**所给材料**
- - -
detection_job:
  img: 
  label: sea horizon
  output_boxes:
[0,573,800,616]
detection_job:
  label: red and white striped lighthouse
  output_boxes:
- - -
**任务要求**
请把上面的所有行改写成一个 Markdown 表格，设“序号”和“内容”两列，空行不列入。

**练习结果**
| 序号 | 内容 |
|---|---|
| 1 | detection_job: |
| 2 |   img:  |
| 3 |   label: sea horizon |
| 4 |   output_boxes: |
| 5 | [0,573,800,616] |
| 6 | detection_job: |
| 7 |   label: red and white striped lighthouse |
| 8 |   output_boxes: |